INPUT
*****

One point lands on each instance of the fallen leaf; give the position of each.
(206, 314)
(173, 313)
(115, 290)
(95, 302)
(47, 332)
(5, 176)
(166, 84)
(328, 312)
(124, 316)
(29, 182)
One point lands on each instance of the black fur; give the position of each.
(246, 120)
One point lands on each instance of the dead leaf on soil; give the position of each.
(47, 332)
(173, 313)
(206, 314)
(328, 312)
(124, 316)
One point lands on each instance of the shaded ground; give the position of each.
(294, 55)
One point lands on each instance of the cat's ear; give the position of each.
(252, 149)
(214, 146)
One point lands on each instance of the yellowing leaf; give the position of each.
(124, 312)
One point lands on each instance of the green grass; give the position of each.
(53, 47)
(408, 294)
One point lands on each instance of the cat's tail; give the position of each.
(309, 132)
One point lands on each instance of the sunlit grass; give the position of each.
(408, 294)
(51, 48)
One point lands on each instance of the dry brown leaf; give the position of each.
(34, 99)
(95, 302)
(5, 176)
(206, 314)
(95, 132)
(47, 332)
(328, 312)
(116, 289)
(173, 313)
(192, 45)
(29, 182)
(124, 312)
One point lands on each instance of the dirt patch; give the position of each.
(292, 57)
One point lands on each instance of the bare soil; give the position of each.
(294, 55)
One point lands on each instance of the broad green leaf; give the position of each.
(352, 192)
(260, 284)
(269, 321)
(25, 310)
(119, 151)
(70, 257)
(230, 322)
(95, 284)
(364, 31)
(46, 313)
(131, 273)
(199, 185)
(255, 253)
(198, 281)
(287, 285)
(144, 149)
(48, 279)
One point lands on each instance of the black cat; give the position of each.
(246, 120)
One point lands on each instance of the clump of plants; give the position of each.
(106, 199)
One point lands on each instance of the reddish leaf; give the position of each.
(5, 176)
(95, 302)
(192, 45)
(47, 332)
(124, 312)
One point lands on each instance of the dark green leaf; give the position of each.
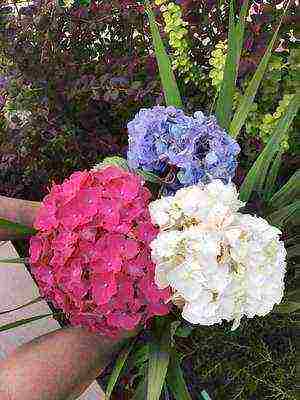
(38, 299)
(286, 215)
(159, 357)
(119, 365)
(19, 229)
(140, 393)
(25, 321)
(293, 251)
(288, 193)
(148, 176)
(205, 395)
(256, 176)
(176, 382)
(272, 176)
(244, 108)
(171, 91)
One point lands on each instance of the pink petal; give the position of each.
(103, 288)
(123, 320)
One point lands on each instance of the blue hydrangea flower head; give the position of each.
(182, 149)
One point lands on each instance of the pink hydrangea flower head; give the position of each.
(91, 256)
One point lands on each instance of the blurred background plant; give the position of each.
(71, 77)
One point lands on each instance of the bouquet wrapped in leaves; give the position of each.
(166, 232)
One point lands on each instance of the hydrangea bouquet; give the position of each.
(166, 233)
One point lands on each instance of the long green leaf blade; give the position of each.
(245, 106)
(159, 357)
(171, 91)
(288, 193)
(17, 228)
(272, 176)
(25, 321)
(225, 98)
(176, 382)
(119, 365)
(256, 176)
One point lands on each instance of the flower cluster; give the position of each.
(220, 264)
(91, 256)
(181, 149)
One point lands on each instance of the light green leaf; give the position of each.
(115, 160)
(36, 300)
(256, 176)
(176, 382)
(148, 176)
(287, 308)
(287, 215)
(25, 321)
(244, 108)
(13, 260)
(119, 365)
(159, 357)
(288, 193)
(19, 229)
(171, 91)
(225, 98)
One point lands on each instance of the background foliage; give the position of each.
(70, 78)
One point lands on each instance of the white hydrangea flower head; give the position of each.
(221, 266)
(208, 206)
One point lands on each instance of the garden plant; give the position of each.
(158, 143)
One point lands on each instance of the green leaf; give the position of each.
(205, 395)
(272, 176)
(287, 308)
(115, 160)
(140, 392)
(36, 300)
(13, 260)
(148, 176)
(293, 251)
(225, 98)
(244, 108)
(176, 382)
(256, 176)
(171, 91)
(19, 229)
(119, 365)
(25, 321)
(240, 29)
(288, 193)
(159, 357)
(287, 215)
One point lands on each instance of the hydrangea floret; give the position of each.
(91, 256)
(182, 149)
(221, 264)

*****

EXERCISE AIM
Output the line containing "One point lands on each instance of the garden" and all lines after it to the end of the records, exactly as given.

OUTPUT OF THE TASK
One point lands on each instance of the garden plant; give the position of each.
(158, 143)
One point lands on each instance of the green leaf; give the position of each.
(205, 395)
(272, 176)
(287, 308)
(115, 160)
(140, 392)
(36, 300)
(13, 260)
(148, 176)
(293, 251)
(225, 98)
(244, 108)
(176, 382)
(256, 176)
(171, 91)
(19, 229)
(119, 365)
(25, 321)
(240, 29)
(288, 193)
(159, 357)
(287, 215)
One point lands on each instance of the hydrangea floret; give the position of each.
(91, 256)
(182, 149)
(221, 264)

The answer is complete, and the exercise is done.